OBJECTIF VISÉ
Prolongez le texte sur l'arrêt de la Cour de cassation relatif à la loi Evin, en reprenant juste après sa dernière phrase.

EXTRAIT DU DOCUMENT
————

La chambre sociale de la Cour de cassation rend une décision intéressante sur le bénéfice de la loi Evin en fonction de la catégorie professionnelle des salariés. Le juge rappelle qu’il est parfaitement possible de faire une distinction entre les cadres et les non cadres. Chaque catégorie n’a donc pas forcément les mêmes droits et avantages lors du départ en retraite. Cette interprétation ne semblait pas couler de source si l’on en croit l’arrêt précédemment rendu par la cour d’appel de Grenoble.

L’affaire traitée par la Cour de cassation le 9 juin 2021 est relativement simple. Une entreprise relevant de la CCN des industries chimiques (IDCC 44) met en place 2 contrats de complémentaire santé. L’un, assuré par Malakoff Humanis pour ses salariés cadres. L’autre assuré par Adréa mutuelle pour ses salariés non cadres. Conformément à la loi Evin du 31 décembre 1989, chaque salarié peut continuer à bénéficier du contrat collectif lors de son départ à la retraite.

————

DONNÉES BRUTES
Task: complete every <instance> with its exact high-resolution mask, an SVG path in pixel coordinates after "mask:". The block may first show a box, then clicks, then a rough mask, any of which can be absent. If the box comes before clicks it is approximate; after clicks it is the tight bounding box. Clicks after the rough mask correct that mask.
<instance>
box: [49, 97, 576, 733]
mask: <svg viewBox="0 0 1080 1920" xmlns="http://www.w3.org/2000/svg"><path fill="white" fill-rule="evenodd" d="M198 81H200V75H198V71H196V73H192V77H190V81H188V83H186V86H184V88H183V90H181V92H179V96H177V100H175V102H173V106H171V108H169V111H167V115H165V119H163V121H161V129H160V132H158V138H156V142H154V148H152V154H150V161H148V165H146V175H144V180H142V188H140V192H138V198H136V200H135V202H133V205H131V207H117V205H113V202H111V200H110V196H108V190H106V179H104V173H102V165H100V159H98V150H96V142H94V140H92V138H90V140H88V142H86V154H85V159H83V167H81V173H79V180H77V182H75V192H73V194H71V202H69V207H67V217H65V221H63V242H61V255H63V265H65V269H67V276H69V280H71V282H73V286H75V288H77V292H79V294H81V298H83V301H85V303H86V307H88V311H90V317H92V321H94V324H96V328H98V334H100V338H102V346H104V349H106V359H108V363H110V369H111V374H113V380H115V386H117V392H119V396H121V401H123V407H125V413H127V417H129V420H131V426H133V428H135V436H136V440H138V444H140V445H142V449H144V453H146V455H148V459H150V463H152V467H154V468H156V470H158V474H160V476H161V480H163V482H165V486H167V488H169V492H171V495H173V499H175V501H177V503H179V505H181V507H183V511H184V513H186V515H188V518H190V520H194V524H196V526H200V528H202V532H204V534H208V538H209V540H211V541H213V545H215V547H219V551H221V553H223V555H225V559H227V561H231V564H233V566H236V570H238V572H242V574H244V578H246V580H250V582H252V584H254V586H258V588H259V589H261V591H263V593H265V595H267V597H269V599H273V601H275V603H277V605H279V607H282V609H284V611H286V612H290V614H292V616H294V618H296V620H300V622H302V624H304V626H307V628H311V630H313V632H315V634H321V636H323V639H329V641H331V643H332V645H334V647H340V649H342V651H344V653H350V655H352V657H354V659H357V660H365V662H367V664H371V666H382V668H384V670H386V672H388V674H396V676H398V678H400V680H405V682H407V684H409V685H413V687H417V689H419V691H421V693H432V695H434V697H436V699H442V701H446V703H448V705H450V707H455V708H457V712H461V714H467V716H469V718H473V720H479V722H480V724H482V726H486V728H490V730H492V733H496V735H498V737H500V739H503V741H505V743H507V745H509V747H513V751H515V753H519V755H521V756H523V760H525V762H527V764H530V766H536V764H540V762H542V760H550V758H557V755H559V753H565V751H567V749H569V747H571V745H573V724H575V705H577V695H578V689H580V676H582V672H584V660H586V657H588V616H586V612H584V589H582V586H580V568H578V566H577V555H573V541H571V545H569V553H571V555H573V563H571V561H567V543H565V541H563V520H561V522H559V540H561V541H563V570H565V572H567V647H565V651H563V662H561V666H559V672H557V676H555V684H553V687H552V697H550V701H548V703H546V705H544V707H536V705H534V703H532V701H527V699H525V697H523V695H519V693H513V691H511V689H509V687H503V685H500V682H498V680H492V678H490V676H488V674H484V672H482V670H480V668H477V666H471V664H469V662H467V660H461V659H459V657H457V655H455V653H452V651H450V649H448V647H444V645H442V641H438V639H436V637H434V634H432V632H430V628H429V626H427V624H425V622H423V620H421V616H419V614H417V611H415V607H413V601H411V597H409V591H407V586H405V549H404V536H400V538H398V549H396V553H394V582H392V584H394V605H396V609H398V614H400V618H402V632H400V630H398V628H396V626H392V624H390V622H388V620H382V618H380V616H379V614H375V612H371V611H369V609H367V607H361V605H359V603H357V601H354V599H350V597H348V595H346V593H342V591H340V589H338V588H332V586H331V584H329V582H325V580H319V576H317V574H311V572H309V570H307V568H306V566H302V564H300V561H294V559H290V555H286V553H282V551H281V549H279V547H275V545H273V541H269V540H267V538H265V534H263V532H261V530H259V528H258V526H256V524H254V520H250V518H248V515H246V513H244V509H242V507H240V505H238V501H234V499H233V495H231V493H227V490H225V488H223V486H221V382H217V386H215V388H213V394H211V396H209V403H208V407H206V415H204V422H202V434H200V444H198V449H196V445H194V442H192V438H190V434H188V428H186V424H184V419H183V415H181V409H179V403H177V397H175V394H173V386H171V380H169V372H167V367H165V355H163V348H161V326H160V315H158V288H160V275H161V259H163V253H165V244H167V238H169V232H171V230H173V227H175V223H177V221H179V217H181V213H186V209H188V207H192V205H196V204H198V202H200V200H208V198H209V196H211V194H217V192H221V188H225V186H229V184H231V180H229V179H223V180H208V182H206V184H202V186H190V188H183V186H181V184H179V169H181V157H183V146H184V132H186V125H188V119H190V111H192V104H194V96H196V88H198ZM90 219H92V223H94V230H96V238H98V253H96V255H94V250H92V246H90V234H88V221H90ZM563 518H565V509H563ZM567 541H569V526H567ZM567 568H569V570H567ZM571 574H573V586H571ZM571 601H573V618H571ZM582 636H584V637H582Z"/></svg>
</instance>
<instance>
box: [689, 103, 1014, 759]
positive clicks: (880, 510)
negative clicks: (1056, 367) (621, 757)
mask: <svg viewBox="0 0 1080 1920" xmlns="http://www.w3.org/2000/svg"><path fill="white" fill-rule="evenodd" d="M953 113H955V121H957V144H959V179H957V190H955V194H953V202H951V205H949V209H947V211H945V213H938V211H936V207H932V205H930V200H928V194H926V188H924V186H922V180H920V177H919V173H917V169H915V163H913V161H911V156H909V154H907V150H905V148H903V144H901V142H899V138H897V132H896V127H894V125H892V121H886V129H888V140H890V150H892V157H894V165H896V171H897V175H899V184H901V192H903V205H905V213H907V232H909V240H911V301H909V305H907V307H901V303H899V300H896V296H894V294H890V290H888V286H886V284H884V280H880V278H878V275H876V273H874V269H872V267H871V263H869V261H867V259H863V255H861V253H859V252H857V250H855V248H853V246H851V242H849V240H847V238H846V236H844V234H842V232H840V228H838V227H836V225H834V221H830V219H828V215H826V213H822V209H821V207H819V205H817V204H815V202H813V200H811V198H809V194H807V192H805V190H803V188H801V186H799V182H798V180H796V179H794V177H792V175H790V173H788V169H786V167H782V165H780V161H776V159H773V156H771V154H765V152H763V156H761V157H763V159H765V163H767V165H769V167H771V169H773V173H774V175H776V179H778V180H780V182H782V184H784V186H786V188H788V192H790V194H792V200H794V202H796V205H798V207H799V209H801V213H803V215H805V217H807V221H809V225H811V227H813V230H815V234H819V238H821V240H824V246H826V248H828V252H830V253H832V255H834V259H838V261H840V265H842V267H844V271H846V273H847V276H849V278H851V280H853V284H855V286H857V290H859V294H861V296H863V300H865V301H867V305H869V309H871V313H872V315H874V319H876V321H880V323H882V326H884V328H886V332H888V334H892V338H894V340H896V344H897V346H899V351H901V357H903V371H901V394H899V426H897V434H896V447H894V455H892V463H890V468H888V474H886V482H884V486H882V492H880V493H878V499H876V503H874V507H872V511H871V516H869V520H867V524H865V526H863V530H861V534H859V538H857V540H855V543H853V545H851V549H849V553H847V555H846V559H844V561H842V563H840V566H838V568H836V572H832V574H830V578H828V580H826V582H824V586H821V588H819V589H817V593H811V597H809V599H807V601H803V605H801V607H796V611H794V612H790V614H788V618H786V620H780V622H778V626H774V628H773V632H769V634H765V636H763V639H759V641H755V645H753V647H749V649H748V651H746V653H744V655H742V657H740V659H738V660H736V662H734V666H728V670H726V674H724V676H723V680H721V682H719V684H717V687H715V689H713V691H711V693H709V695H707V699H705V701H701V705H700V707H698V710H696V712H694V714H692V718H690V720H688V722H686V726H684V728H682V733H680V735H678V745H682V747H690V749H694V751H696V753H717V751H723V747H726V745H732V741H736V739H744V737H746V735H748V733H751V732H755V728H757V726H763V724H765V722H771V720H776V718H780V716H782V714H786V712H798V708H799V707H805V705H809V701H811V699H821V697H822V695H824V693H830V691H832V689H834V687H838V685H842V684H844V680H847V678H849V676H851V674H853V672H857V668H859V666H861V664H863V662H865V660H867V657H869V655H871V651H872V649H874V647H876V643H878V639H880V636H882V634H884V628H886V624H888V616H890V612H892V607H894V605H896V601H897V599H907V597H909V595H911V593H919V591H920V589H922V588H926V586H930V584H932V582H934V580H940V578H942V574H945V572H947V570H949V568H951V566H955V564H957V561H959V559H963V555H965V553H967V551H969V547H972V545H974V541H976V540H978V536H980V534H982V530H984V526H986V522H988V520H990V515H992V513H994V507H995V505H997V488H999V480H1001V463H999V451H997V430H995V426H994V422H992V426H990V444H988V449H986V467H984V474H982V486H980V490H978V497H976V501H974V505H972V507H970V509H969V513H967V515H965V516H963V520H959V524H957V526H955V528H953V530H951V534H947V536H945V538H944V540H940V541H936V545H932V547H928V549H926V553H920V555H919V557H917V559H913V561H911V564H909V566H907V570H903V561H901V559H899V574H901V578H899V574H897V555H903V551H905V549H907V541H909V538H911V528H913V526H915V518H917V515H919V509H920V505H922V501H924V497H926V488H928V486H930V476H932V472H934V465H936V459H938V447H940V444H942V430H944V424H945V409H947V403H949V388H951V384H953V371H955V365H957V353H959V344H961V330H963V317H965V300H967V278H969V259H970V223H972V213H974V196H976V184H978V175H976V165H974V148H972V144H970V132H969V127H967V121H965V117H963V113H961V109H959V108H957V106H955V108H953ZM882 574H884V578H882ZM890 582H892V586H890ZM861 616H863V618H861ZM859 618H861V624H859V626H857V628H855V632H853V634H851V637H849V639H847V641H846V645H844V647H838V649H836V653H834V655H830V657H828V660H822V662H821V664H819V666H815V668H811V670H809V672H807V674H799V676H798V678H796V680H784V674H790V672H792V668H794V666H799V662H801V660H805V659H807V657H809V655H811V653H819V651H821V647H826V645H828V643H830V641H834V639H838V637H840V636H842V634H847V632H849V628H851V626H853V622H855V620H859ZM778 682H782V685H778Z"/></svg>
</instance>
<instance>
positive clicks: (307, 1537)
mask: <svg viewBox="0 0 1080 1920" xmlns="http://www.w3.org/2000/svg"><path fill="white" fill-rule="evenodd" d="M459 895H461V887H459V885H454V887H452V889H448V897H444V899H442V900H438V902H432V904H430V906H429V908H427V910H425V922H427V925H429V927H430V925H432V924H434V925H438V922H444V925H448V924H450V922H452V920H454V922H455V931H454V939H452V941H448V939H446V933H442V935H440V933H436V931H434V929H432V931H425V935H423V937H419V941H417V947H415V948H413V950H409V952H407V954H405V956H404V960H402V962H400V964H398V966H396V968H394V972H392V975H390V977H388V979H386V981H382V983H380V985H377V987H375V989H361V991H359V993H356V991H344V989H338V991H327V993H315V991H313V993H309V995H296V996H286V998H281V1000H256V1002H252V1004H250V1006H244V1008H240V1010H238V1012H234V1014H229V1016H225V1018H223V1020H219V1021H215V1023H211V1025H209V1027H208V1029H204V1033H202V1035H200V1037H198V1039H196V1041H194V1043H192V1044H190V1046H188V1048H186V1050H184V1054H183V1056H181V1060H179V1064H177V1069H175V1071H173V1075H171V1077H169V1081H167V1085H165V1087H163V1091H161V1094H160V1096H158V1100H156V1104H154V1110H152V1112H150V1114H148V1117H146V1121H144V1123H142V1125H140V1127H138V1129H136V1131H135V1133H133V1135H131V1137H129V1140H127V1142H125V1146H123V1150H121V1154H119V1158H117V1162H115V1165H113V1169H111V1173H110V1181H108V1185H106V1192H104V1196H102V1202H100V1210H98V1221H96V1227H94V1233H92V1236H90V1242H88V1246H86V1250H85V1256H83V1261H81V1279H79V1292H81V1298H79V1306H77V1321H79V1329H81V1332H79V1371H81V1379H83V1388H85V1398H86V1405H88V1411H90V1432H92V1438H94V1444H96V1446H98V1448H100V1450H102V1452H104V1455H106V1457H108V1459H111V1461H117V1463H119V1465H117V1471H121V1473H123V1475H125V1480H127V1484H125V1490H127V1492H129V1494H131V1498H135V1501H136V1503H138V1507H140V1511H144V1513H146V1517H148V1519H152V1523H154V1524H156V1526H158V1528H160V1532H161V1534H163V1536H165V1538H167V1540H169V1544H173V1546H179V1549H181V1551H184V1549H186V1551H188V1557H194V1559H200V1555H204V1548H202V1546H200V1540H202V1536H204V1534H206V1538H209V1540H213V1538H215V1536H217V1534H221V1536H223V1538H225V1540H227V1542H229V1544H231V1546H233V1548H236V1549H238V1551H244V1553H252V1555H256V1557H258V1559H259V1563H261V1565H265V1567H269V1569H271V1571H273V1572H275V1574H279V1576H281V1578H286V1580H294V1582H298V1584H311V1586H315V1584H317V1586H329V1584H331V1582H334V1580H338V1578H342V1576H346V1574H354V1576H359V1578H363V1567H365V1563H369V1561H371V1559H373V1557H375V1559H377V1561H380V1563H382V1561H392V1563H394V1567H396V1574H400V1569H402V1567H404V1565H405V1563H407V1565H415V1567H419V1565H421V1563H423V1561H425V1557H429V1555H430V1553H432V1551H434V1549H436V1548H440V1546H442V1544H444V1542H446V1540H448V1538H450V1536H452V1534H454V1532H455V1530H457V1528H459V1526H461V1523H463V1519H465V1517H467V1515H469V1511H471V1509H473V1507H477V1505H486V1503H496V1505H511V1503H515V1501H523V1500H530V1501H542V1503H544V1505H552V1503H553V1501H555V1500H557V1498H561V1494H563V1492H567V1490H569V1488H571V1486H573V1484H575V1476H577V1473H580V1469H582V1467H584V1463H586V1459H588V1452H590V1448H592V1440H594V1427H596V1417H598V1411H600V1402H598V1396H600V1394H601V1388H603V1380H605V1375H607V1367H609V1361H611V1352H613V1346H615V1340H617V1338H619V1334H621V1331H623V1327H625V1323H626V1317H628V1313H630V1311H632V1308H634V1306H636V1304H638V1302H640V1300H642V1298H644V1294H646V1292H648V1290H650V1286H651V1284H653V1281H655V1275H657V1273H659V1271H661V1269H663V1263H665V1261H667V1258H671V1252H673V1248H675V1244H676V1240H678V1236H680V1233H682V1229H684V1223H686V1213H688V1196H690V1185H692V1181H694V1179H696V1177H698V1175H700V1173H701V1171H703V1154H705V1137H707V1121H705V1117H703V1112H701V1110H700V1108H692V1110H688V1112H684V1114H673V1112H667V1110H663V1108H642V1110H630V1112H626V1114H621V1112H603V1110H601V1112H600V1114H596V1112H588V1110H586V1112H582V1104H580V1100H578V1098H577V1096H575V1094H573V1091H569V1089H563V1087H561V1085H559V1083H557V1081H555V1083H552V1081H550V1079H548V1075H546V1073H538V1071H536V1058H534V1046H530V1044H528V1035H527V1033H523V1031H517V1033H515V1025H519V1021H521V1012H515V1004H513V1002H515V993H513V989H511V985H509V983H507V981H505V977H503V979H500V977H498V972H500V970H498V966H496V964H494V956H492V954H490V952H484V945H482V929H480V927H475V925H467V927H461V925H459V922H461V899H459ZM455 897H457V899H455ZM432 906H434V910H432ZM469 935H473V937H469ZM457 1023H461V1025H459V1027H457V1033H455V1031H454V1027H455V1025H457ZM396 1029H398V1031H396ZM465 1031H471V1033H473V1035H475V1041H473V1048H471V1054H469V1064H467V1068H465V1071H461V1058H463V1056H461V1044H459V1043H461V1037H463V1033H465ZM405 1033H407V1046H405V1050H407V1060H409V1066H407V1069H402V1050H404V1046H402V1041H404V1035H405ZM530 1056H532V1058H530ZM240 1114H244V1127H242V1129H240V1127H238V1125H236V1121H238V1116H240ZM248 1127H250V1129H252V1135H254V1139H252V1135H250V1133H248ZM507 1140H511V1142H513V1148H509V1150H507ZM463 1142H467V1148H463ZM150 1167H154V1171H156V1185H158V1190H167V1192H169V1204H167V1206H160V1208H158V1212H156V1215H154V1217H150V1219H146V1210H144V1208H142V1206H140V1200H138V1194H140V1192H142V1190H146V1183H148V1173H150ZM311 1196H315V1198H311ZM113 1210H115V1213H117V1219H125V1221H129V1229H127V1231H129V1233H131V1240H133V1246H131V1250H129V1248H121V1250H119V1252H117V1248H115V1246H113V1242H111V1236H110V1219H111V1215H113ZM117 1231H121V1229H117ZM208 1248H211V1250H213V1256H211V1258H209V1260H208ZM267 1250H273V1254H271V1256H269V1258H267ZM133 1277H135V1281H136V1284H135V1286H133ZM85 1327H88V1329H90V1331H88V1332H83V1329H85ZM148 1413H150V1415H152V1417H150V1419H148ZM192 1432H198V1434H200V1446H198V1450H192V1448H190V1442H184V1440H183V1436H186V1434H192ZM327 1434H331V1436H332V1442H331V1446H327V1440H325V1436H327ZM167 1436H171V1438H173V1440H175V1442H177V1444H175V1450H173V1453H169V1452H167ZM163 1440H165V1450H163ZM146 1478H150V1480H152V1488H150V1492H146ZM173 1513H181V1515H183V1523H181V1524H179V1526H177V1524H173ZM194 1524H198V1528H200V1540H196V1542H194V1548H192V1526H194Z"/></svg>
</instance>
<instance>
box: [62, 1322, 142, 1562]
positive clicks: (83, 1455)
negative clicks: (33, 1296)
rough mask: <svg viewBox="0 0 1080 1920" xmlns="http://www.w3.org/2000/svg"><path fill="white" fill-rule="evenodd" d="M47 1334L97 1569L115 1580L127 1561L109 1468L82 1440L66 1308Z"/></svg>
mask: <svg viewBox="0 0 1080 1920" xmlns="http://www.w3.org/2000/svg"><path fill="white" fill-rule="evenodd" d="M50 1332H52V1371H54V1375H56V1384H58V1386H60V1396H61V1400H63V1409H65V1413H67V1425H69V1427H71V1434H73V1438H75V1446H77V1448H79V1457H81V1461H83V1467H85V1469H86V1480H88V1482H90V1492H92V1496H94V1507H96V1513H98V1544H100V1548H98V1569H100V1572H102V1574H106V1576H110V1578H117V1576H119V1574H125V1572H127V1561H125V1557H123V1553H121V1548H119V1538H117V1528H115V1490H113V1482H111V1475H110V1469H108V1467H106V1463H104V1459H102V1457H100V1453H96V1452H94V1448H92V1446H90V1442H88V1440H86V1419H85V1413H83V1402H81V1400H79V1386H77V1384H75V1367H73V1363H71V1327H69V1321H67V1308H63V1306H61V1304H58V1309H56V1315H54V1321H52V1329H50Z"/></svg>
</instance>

————

RÉSULTAT
Mais l’entreprise ajoute un point important. Elle participe au financement du contrat de ses salariés retraités uniquement s’ils sont d’anciens non cadres affiliés auprès d’Adréa. Toute la question est alors de savoir si une telle distinction est pertinente pour les retraités bénéficiaires de la loi Evin. La Cour confirme que cette différentiation est acceptable et ne viole aucunement le principe d’égalité de traitement entre les salariés (et ex-salariés).